Provided records>
────────────────────
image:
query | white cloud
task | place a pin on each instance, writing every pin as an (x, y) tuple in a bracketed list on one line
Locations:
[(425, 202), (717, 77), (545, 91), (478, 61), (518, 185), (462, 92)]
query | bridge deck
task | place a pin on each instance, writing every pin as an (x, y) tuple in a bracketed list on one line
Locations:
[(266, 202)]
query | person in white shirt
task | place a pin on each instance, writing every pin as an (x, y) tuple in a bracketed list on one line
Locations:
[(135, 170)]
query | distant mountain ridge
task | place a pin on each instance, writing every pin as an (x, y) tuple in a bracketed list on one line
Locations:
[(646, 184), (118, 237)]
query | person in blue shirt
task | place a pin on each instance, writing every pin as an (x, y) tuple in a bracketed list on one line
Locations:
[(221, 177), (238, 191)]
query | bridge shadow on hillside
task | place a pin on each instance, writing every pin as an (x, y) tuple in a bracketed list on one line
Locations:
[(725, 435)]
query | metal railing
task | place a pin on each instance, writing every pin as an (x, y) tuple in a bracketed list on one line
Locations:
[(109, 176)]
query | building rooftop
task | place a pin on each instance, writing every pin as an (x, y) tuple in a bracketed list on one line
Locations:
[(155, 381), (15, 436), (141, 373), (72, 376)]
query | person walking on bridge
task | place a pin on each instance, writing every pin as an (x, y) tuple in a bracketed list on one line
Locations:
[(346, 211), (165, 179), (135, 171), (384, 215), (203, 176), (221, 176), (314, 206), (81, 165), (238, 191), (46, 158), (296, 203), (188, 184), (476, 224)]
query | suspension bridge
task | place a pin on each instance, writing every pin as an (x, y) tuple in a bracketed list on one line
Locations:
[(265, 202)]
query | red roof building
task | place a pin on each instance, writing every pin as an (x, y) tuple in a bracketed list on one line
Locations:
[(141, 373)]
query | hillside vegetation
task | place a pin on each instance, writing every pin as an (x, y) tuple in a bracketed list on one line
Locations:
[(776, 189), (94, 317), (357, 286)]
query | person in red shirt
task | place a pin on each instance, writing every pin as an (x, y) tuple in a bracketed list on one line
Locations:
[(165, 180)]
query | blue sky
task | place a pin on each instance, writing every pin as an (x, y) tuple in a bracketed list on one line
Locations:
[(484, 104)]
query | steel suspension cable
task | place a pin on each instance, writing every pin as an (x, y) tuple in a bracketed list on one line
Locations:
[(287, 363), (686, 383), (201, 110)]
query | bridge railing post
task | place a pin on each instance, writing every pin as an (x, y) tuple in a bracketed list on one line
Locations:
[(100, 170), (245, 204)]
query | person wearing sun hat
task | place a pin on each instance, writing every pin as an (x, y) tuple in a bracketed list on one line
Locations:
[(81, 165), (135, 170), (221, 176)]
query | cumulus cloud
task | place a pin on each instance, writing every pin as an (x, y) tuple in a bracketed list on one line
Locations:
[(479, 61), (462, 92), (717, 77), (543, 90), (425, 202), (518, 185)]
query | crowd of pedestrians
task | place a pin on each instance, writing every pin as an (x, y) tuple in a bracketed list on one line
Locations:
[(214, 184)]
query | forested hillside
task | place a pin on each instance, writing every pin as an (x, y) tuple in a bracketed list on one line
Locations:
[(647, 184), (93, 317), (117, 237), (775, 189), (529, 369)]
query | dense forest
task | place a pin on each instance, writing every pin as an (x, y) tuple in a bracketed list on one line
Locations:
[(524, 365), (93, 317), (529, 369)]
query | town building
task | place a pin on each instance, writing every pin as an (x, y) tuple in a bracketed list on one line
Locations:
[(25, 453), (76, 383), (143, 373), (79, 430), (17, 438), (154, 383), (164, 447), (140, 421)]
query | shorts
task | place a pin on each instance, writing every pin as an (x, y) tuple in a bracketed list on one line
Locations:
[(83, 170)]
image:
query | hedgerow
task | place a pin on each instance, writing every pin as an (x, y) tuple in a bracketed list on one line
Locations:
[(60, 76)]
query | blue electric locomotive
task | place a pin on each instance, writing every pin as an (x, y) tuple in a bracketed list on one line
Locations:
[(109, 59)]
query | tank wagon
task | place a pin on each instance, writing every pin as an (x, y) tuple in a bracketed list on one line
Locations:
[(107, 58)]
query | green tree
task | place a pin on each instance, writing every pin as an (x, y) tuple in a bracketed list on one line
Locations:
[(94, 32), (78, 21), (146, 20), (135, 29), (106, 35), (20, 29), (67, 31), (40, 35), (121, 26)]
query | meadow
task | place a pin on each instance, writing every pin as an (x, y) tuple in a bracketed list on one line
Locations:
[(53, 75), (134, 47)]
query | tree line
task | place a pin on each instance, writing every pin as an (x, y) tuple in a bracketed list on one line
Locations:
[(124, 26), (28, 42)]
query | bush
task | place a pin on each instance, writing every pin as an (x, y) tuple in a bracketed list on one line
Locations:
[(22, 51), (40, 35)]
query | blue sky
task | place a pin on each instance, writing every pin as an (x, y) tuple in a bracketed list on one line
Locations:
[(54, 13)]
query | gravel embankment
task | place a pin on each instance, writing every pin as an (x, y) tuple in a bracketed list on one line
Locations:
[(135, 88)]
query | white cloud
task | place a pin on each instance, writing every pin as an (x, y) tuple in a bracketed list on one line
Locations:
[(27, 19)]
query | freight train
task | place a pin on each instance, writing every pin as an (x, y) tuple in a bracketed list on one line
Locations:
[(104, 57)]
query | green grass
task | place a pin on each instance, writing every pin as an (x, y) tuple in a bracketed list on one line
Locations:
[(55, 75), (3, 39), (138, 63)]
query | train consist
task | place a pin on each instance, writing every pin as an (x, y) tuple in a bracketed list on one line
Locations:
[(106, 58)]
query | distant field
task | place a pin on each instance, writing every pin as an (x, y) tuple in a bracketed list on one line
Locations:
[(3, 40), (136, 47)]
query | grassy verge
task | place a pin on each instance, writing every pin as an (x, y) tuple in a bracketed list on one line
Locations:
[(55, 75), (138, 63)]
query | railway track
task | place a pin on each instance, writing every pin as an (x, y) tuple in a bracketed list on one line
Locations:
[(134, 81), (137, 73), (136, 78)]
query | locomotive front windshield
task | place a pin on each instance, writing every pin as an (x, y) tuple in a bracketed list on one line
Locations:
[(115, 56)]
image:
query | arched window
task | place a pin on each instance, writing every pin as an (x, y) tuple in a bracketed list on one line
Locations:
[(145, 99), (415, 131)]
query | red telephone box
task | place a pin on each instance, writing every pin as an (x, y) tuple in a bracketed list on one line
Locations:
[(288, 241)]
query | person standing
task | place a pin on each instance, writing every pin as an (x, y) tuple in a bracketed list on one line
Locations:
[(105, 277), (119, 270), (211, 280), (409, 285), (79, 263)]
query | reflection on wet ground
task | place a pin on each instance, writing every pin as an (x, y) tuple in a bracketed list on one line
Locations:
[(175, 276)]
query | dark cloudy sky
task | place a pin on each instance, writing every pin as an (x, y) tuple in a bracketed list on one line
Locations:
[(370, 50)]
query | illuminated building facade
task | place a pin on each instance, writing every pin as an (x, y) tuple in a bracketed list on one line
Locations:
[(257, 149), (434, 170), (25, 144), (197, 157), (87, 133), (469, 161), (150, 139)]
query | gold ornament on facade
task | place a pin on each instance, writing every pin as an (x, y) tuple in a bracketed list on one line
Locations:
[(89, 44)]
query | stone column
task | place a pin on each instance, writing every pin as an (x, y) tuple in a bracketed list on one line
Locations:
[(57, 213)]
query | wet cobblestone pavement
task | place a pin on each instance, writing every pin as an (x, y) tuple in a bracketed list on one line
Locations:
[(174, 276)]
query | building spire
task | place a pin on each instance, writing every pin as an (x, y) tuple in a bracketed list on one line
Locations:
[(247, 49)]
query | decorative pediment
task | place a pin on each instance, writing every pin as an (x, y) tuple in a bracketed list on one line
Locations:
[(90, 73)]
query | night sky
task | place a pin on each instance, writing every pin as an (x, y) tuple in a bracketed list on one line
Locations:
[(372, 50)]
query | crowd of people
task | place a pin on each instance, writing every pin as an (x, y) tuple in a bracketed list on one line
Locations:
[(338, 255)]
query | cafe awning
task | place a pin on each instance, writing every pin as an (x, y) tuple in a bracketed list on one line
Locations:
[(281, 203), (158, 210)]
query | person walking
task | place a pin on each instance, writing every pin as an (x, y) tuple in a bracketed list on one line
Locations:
────────────────────
Aim of the exercise> Convert the lines above that begin with the one containing "query | bridge deck" and end with the one containing "[(155, 381), (15, 436), (141, 373), (72, 376)]" into a JSON list of strings, one string per line, skipping any blank lines.

Exercise answer>
[
  "query | bridge deck",
  "task | place a pin on each instance, writing every pin as an (x, y) tuple in a bracketed list on one line",
  "Locations:",
  "[(266, 202)]",
  "query | person in white shirt",
  "task | place a pin on each instance, writing every pin as an (x, y) tuple in a bracketed list on one line",
  "Locations:",
  "[(135, 170)]",
  "query | distant mountain ridge",
  "task | place a pin on each instance, writing every pin as an (x, y) tuple in a bracketed list on one line",
  "Locations:",
  "[(646, 184), (118, 237)]",
  "query | person in blue shirt",
  "task | place a pin on each instance, writing every pin as an (x, y) tuple in a bracketed list on one line",
  "Locations:",
  "[(221, 177), (238, 191)]",
  "query | bridge shadow on hillside",
  "task | place a pin on each instance, writing every pin as an (x, y) tuple in a bracketed list on one line",
  "Locations:",
  "[(725, 435)]",
  "query | metal railing",
  "task | place a pin on each instance, writing every pin as an (x, y) tuple in a bracketed list on one line",
  "Locations:",
  "[(109, 176)]",
  "query | building rooftop",
  "task | place a pin on each instance, writing every pin as an (x, y) tuple in a bracketed list on one line",
  "Locations:",
  "[(155, 381), (15, 436), (141, 373), (72, 376)]"
]